Region pointing data:
- - - - -

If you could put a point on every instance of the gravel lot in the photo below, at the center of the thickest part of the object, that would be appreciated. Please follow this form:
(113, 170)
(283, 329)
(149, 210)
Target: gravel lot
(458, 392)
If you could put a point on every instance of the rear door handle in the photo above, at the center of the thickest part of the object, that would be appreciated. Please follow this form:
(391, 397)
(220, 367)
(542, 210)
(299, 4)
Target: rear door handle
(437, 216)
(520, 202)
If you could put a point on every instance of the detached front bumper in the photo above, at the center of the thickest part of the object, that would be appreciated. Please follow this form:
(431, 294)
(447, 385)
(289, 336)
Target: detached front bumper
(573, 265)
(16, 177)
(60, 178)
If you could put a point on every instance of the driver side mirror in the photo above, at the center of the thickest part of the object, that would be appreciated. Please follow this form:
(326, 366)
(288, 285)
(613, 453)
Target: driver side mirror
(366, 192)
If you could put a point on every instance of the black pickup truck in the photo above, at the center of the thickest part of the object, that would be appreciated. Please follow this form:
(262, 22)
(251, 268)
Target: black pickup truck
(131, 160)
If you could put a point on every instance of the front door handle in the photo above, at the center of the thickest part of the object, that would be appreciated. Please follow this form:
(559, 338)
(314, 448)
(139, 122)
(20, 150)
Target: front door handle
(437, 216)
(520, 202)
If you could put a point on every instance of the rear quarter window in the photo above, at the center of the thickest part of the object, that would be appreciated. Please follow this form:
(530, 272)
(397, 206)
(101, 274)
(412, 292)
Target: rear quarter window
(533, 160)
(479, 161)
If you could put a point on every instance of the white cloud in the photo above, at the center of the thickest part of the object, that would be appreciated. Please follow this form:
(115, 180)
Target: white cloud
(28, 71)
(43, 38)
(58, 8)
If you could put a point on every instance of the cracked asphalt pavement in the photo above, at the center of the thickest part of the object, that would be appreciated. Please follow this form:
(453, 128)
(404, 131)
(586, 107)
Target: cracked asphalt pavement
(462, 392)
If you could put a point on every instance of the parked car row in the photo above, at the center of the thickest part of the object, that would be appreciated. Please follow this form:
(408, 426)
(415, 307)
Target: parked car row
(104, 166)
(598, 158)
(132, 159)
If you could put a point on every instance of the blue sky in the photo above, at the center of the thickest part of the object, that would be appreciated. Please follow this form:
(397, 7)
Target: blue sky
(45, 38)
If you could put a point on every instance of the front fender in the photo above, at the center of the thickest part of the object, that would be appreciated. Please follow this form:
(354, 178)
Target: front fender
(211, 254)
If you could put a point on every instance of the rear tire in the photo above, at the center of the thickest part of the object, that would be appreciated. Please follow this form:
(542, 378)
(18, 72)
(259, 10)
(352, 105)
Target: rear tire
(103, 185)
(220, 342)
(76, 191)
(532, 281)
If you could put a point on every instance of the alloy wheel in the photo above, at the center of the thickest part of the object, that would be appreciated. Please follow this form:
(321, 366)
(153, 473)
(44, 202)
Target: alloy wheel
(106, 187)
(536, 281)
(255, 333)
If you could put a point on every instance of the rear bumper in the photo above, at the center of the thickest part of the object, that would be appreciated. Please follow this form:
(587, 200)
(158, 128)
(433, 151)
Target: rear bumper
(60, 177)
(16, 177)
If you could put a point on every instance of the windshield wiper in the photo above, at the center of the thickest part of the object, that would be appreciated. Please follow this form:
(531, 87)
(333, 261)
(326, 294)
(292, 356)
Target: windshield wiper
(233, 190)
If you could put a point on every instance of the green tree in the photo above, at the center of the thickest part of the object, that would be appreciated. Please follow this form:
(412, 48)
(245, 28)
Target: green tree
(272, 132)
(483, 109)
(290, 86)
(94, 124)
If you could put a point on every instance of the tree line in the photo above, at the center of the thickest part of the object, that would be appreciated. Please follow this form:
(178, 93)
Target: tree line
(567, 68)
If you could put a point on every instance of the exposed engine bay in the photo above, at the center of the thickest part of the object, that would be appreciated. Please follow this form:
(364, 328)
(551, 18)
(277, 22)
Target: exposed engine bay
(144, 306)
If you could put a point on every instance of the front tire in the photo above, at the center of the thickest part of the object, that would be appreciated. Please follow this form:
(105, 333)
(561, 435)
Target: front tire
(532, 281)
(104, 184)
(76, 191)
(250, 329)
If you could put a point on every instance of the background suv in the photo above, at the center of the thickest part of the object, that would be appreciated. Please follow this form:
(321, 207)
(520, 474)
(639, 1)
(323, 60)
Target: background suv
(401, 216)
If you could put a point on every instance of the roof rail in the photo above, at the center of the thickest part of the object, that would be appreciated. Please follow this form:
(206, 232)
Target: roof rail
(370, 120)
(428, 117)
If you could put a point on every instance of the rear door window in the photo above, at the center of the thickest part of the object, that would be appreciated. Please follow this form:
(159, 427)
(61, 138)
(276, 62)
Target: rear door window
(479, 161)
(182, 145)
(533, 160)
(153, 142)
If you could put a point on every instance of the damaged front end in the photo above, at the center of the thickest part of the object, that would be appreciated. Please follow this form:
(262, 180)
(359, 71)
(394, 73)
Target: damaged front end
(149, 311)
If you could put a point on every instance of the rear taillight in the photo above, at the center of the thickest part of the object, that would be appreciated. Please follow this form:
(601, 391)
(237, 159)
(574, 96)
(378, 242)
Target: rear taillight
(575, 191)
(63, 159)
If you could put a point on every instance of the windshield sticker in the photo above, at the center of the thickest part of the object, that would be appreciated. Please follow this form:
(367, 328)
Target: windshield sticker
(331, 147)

- - - - -

→ What the task asks
Go through the records and print each one exactly.

→ Reply to the task
If you could put a point on every instance of the gravel lot in the photo below, at the center of the thickest part of the object, that would be appreciated. Please follow this form:
(113, 170)
(283, 329)
(149, 210)
Target: gravel lot
(458, 392)
If you could put a point on every instance of the rear door handle in the photo above, at the center of the thickest part of the object, that would be appreciated. Please follow this form:
(391, 397)
(220, 367)
(542, 210)
(299, 4)
Target: rear door handle
(437, 216)
(520, 202)
If you could put a point on every instance of the detached front bumper in the photo above, at the center of the thickest part of the object, that would be appreciated. Please follow this form:
(431, 294)
(447, 385)
(289, 336)
Target: detached front bumper
(573, 265)
(16, 177)
(60, 178)
If you could put a point on every instance of the driver side mirror in the photo above, at the center of the thickest part of the object, that would be appreciated. Please follow this form:
(326, 366)
(288, 285)
(613, 453)
Target: driver side mirror
(366, 192)
If you could put a point on every instance of the black pickup truck in the photo above, at the center of the thickest part of the object, that would be appreciated. Please follow this form:
(262, 22)
(251, 268)
Target: black pickup truck
(131, 160)
If you could put a point on every instance of the front door handle in the photo above, at the center of the thickest part of the object, that would be appreciated. Please follow this form:
(559, 338)
(314, 448)
(139, 122)
(20, 150)
Target: front door handle
(437, 216)
(520, 202)
If you could put a point on every instance of the rear quarter window in the photo above, at the center of the thickest part of the object, that would be appreciated. Please follow this form:
(530, 272)
(397, 206)
(101, 274)
(412, 292)
Target: rear quarter window
(533, 160)
(479, 161)
If you could put a point on every instance of the white cloud in the photo above, at the center of the thickest part of the object, that would be appreciated. Please follow this form:
(115, 180)
Target: white cloud
(28, 71)
(43, 38)
(58, 8)
If you could put a point on every instance of the cracked asphalt pavement in the photo above, at the center of the thickest part of the object, that would be appreciated. Please follow this form:
(453, 128)
(404, 131)
(586, 107)
Target: cracked asphalt pavement
(462, 392)
If you could put a point on every instance of the parked car row in the photo above, at the center of the thickest part of the object, that would be appreciated. Please follow this form:
(408, 426)
(415, 307)
Target: parked car row
(104, 166)
(598, 158)
(132, 159)
If you could put a point on every instance of the blue sky in the photo above, at the center of the thickest part of the object, that would be appreciated. Please follow this form:
(397, 7)
Target: blue sky
(45, 38)
If you could put a point on every instance of the front fender in the photo above, at the center of the thickest part of the object, that would be appreciated. Please follow this form:
(354, 178)
Target: front fender
(211, 254)
If you could put a point on every instance of the rear tire in the photo above, at the center of the thickest part of the object, that would be appreciated. Please follow this form:
(542, 378)
(18, 72)
(259, 10)
(352, 105)
Target: rear tire
(103, 185)
(220, 342)
(76, 191)
(532, 281)
If you could put a point on every instance of the alloy wheel in the photo above, at the center of the thickest part of the object, that would be appreciated. Please follow this form:
(321, 366)
(153, 473)
(44, 202)
Target: alloy wheel
(106, 187)
(536, 281)
(255, 333)
If you could put a point on every instance of the rear bumper in the photo above, at the center of the thickest part of the object, that would be appreciated. Please follow this form:
(587, 200)
(158, 128)
(433, 151)
Target: rear bumper
(60, 177)
(16, 177)
If you could put a point on every instance of the windshield wiper in the photo above, at the center of the thickest part of the object, that would be appreciated. Please follow this form:
(531, 87)
(333, 261)
(326, 294)
(292, 356)
Target: windshield wiper
(233, 190)
If you could put a point on every instance of the green tree in the photo above, at the center of the thickest part of the object, that would be appreciated. Please follow this form:
(412, 48)
(245, 28)
Target: green tree
(272, 132)
(483, 109)
(290, 86)
(94, 124)
If you could put a point on every instance of the tree line in the photo above, at the center of the thickest part of the object, that would be appreciated. Please follow this form:
(178, 93)
Target: tree line
(567, 68)
If you could put a point on every instance of the exposed engine bay in the photo above, at the center of the thickest part of the object, that would be appreciated. Please follow this form:
(364, 328)
(551, 18)
(277, 22)
Target: exposed engine bay
(144, 306)
If you could put a point on every instance of the front tire in the photo above, at the center of the thickest part of the object, that would be appreciated. Please follow this form:
(105, 333)
(561, 435)
Target: front tire
(532, 281)
(104, 184)
(76, 191)
(250, 329)
If you could put a point on every instance of the background suv in the photo above, at the center of the thickest part of the object, that would be appreciated. Please follow this form:
(321, 207)
(520, 474)
(639, 1)
(323, 60)
Target: background suv
(401, 216)
If you could put a point on every instance of the roof rail in the photo above, at the center of the thickest part of the object, that would be appreciated. Please follow this form:
(206, 232)
Target: roof rail
(370, 120)
(428, 117)
If you could put a point on every instance of the rear door window in the photo above, at the center of the thickest part of the object, that would be appreciated. Please follow this form:
(159, 427)
(61, 138)
(276, 62)
Target: rear door window
(479, 161)
(182, 145)
(533, 160)
(153, 142)
If you could put a point on every instance of the damaged front end in the photo above, at the center of the thickest part of the object, that would be appreciated. Please follow this form:
(262, 180)
(359, 71)
(394, 73)
Target: damaged front end
(149, 311)
If you could put a point on every instance of the rear taillight in the photo above, at the center of the thickest part of the object, that would be appreciated. Please follow this form:
(601, 391)
(237, 159)
(574, 96)
(378, 242)
Target: rear taillight
(575, 191)
(63, 159)
If you could put a point on every instance of the windshield sticker in the photo above, at the center of the thickest part of the object, that would be appreciated. Please follow this form:
(367, 328)
Target: windshield sticker
(331, 147)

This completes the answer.